* start Selection *

Of course humanity will always move forward by new discoveries which revolutionize the technologies of production, or new goods or services, things that have never existed before, but which require some human labor to produce, and this provides some demand for human labor.

You mentioned the industrial revolution, past that we have the information technology revolution, which re-ordered nearly everything in human society, and was a source of demand for employment and it provided growth in the world economy.

Past that again, we will have or are in the early stages of 'revolutions' in bio-technology and in energy production, both which will create a demand for human labor as they evolve.

However, the basic problem remains that when the primary goal of the economy is efficiency, then a major portion of a 6 billion plus herd of humanity, will always be surplus, and will be living in abject poverty as the people employed will always be the least cost labor pool.

So, I had hoped the answer to that would be obvious enough, efficiency should not be the singular goal shaping human economies.

* end Selection *

→ Task set:
**a.** Name every technological revolution mentioned in the passage about labor and efficiency.
**b.** Translate this sentence from the passage about labor and efficiency into Spanish: "So, I had hoped the answer to that would be obvious enough, efficiency should not be the singular goal shaping human economies."

* start Extracted records *

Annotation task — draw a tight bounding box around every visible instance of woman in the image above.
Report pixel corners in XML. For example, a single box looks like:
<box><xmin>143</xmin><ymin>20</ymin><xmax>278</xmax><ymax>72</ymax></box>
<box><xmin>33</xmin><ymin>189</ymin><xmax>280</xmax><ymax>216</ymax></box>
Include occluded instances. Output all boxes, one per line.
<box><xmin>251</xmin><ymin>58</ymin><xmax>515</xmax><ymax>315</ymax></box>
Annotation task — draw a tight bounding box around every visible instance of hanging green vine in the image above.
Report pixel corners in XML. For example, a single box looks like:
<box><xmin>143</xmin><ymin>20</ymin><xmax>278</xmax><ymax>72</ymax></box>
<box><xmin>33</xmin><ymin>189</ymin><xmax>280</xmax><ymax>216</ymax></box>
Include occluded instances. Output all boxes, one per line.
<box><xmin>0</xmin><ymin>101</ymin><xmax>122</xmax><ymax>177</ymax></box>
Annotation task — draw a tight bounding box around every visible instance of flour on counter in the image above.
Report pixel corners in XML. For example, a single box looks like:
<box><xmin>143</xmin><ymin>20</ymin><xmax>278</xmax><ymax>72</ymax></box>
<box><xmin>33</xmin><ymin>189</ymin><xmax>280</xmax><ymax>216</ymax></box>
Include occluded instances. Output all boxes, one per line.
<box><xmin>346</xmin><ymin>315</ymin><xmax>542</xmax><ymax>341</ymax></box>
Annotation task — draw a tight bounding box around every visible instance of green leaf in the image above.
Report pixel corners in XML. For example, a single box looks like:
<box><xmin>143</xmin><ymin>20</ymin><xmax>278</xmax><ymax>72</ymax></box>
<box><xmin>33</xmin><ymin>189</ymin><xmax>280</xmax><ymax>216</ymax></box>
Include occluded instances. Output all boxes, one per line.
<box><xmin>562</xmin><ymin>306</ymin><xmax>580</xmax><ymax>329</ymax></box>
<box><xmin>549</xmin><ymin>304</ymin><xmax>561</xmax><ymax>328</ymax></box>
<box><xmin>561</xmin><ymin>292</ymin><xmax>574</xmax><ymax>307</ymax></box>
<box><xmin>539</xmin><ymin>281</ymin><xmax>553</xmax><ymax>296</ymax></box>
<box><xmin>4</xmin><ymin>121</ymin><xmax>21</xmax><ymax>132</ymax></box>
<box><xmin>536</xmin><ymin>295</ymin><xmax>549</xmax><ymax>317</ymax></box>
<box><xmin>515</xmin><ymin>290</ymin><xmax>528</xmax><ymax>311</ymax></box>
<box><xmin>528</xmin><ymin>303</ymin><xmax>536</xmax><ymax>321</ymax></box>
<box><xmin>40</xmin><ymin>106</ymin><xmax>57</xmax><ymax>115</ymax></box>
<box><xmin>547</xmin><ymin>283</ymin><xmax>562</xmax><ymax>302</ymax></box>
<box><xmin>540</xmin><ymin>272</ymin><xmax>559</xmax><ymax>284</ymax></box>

* end Extracted records *

→ Solutions below:
**a.**
- The industrial revolution
- The information technology revolution
- The revolution in bio-technology
- The revolution in energy production

**b.** Así que esperaba que la respuesta a eso fuera lo bastante obvia: la eficiencia no debería ser el único objetivo que dé forma a las economías humanas.